Source information below:

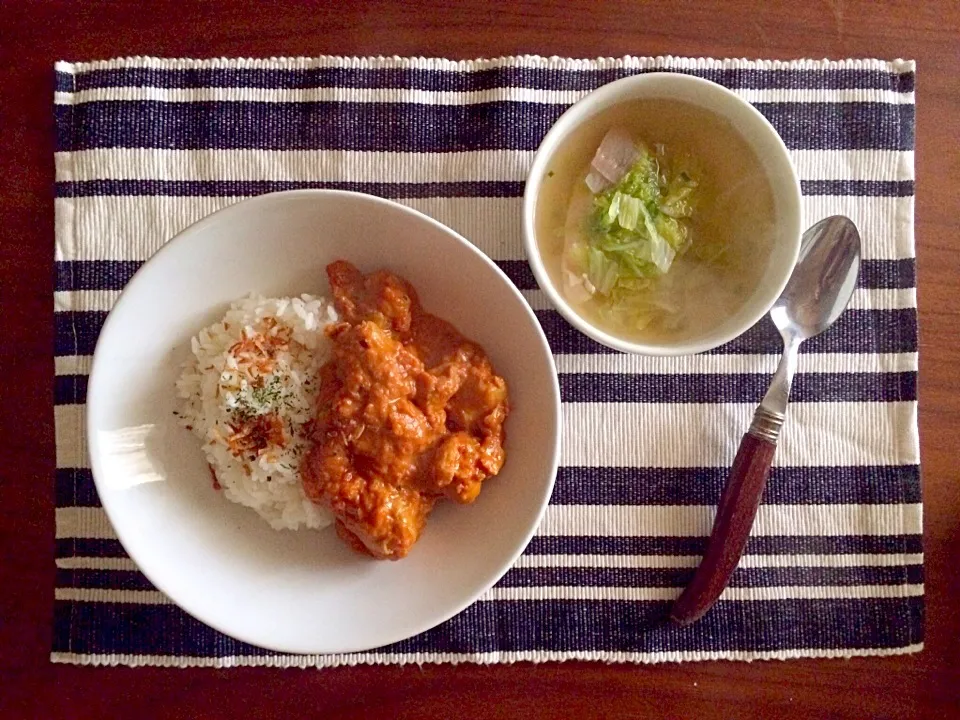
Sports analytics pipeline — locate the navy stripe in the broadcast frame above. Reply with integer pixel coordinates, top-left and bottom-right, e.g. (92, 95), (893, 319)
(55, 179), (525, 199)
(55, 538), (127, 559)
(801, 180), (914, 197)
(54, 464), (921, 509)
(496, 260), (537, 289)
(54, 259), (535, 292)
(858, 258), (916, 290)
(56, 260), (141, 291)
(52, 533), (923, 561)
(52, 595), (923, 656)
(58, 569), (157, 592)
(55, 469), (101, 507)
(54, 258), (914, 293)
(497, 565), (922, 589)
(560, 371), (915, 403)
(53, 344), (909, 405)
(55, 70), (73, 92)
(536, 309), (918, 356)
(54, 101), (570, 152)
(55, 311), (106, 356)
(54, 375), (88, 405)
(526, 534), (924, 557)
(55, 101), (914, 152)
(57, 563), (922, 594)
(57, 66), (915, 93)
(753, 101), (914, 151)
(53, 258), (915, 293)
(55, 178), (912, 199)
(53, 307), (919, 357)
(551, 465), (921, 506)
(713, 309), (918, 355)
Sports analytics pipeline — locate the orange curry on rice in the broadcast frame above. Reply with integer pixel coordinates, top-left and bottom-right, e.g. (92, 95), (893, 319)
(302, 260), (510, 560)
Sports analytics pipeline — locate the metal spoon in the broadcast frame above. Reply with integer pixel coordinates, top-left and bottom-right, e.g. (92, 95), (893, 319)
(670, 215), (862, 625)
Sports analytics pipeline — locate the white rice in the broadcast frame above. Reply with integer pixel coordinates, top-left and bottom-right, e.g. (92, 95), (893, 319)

End of Source information.
Source information below:

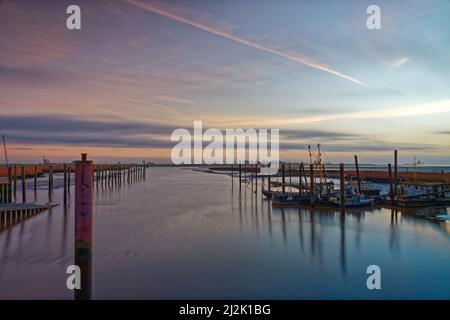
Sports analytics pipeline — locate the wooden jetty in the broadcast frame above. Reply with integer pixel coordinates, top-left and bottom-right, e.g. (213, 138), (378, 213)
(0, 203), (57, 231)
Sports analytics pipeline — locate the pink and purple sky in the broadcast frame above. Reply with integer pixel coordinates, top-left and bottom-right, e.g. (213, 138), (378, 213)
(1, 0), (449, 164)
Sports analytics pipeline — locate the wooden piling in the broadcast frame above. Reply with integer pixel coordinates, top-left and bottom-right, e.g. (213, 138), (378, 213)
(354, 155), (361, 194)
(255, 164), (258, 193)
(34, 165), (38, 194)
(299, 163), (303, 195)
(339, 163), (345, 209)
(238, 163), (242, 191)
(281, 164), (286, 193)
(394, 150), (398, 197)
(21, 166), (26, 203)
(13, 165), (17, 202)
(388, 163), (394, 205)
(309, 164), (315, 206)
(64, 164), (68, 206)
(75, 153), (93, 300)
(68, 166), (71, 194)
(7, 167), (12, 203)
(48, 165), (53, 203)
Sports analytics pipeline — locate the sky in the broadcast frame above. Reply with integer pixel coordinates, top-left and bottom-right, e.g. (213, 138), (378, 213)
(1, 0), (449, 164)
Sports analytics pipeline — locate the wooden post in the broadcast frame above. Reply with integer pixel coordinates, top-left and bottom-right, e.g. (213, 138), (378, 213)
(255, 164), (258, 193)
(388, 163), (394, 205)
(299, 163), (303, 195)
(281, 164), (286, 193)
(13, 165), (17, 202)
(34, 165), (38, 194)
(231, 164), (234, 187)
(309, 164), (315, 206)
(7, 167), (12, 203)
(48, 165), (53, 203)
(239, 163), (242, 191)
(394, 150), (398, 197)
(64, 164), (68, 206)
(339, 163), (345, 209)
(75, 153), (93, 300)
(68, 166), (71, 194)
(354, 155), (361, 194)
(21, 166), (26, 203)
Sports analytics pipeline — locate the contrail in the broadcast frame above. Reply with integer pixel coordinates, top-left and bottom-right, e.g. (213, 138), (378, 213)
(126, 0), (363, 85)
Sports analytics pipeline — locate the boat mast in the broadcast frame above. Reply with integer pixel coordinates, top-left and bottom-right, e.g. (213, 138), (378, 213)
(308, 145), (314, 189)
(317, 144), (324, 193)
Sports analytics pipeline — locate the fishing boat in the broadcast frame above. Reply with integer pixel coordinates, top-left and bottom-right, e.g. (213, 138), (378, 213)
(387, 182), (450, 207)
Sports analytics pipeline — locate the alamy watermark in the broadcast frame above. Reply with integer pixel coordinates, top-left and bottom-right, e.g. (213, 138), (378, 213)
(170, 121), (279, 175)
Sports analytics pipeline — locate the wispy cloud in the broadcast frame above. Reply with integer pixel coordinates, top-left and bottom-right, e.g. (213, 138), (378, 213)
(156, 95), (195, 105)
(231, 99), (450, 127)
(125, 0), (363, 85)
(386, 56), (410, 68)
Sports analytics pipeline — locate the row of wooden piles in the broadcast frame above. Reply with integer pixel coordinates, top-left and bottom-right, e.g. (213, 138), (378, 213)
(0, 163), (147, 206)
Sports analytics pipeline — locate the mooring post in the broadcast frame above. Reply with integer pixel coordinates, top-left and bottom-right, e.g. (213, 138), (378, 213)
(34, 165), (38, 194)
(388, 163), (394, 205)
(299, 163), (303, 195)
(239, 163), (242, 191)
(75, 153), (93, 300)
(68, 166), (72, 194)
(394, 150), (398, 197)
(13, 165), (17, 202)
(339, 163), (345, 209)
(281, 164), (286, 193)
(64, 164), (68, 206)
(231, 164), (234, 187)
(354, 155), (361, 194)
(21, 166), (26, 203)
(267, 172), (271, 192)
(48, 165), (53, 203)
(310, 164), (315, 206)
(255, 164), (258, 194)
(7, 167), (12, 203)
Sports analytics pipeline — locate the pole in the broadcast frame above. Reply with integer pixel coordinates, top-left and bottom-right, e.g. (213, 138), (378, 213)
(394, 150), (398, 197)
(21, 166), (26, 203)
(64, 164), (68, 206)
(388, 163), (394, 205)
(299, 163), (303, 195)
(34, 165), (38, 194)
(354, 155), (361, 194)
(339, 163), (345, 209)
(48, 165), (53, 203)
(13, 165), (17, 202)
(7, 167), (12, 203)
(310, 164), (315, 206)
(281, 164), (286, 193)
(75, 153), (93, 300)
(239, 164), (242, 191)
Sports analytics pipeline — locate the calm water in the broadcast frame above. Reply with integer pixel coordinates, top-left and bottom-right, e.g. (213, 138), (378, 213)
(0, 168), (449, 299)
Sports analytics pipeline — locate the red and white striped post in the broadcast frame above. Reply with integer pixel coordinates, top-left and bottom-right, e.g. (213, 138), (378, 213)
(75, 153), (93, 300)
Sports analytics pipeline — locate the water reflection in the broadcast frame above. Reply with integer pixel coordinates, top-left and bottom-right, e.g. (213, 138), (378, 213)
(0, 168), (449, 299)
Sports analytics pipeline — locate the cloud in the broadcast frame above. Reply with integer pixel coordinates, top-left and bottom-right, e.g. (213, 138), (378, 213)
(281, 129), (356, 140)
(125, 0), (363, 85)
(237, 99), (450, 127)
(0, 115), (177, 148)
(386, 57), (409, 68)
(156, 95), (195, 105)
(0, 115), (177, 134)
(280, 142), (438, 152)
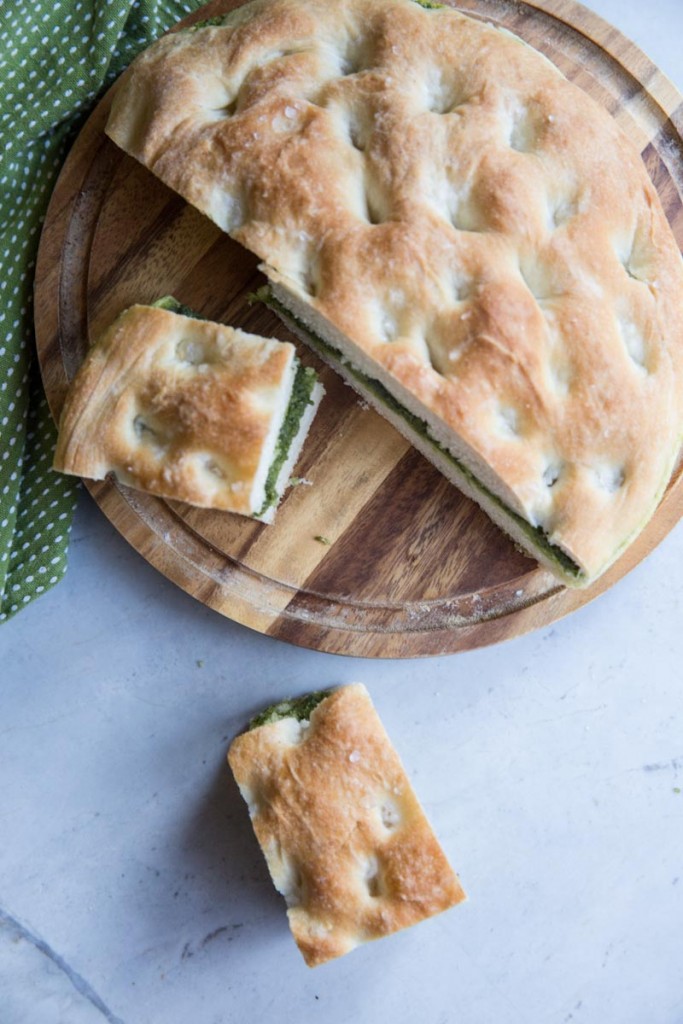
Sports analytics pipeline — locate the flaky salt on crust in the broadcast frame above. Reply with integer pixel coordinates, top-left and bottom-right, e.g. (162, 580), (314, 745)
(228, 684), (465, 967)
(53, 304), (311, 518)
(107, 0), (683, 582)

End of Source information.
Source information below:

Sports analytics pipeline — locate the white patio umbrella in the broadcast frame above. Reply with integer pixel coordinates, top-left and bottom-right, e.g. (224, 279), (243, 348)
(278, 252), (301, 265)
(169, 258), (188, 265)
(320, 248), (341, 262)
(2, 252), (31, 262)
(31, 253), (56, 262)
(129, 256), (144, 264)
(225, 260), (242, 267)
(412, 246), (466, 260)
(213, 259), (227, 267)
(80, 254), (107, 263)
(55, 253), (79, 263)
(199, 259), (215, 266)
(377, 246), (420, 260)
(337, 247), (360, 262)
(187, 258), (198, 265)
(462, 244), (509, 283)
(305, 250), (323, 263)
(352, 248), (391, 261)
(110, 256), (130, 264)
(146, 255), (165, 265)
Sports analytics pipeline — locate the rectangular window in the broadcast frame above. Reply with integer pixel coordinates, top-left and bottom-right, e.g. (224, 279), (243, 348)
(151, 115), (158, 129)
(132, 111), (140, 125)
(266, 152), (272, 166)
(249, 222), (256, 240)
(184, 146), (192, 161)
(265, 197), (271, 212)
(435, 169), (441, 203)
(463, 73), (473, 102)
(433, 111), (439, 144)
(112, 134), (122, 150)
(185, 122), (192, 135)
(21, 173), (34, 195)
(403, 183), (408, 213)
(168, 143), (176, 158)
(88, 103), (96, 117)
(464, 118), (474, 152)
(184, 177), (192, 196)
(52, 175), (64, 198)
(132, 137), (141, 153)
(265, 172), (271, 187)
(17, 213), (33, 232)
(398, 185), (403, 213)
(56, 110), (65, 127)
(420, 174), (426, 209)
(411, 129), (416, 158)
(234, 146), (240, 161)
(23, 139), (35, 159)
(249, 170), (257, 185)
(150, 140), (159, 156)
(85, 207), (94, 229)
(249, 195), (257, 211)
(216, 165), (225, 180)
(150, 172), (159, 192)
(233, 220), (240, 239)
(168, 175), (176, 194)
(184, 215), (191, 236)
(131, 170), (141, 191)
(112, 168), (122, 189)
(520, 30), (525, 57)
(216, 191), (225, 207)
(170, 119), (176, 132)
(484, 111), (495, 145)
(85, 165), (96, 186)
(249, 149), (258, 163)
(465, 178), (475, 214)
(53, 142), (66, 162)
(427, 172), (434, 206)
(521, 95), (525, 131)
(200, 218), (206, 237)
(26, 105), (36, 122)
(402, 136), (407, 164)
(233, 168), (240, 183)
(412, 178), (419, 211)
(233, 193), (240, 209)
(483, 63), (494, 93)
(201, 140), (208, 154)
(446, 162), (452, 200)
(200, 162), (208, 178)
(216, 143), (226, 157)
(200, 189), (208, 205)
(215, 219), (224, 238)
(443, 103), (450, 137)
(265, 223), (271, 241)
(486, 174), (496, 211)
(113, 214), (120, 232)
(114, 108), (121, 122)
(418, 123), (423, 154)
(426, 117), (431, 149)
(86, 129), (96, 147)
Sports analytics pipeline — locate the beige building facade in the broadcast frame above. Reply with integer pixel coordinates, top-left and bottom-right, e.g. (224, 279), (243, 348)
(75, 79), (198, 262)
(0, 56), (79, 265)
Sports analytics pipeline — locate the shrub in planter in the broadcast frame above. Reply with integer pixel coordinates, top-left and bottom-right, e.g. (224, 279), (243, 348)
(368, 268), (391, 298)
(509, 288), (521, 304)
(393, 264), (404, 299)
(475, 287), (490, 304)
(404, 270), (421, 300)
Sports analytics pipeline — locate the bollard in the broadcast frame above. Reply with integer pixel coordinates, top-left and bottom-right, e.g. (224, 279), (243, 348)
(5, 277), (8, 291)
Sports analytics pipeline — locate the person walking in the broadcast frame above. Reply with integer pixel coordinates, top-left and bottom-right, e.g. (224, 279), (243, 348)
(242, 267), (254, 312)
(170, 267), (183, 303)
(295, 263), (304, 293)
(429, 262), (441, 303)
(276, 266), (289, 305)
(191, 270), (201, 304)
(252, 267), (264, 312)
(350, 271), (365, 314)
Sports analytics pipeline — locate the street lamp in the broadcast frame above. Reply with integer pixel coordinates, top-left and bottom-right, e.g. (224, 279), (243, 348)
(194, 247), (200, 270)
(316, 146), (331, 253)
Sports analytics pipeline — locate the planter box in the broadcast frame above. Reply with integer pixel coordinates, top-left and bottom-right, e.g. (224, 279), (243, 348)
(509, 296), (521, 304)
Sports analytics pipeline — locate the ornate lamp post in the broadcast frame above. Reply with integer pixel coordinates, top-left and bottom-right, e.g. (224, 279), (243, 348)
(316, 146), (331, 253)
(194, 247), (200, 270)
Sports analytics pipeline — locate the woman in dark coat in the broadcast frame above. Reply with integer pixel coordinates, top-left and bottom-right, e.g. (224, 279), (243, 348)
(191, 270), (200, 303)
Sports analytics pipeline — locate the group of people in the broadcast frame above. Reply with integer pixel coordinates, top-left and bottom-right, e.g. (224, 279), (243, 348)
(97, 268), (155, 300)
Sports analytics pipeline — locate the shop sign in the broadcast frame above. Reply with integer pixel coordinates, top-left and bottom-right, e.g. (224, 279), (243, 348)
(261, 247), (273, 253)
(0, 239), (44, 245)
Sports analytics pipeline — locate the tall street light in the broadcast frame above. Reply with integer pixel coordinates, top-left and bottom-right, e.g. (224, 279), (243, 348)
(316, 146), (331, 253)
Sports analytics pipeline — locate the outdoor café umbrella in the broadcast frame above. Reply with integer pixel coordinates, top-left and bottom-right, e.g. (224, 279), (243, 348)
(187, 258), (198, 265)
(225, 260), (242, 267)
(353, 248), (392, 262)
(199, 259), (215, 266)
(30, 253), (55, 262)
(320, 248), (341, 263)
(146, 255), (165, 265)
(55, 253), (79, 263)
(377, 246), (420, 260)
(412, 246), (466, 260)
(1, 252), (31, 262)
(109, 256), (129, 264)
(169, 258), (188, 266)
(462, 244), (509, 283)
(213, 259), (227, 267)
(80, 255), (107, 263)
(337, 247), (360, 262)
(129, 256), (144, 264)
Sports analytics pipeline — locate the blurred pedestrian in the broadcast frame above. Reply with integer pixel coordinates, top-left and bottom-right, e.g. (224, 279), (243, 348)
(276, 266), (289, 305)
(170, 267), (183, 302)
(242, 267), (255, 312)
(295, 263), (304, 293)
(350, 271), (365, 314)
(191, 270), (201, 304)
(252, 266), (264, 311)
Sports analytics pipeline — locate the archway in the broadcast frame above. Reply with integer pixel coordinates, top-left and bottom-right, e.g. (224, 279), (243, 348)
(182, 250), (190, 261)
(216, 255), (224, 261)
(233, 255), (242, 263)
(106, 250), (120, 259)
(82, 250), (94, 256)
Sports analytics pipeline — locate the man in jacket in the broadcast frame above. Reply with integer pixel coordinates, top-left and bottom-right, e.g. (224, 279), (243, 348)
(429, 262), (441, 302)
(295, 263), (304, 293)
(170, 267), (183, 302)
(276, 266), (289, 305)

End of Source information.

**What to do**: From the records above, give again exactly the lines running from the line with "Sports analytics pipeline — locate the metal" to the line with "Sports analytics pipeline — locate the white rice", inclusive.

**Exercise answer**:
Sports analytics pipeline — locate the metal spoon in the broadcast frame above. Reply with integer pixel coordinates, top-left and bottom-right, e.g. (92, 95), (893, 319)
(670, 215), (862, 625)
Sports analytics pipeline — locate the white rice in the broadcast frame above. Reply with integer pixel coordinates, top-left and bottom-right, e.g. (92, 95), (893, 319)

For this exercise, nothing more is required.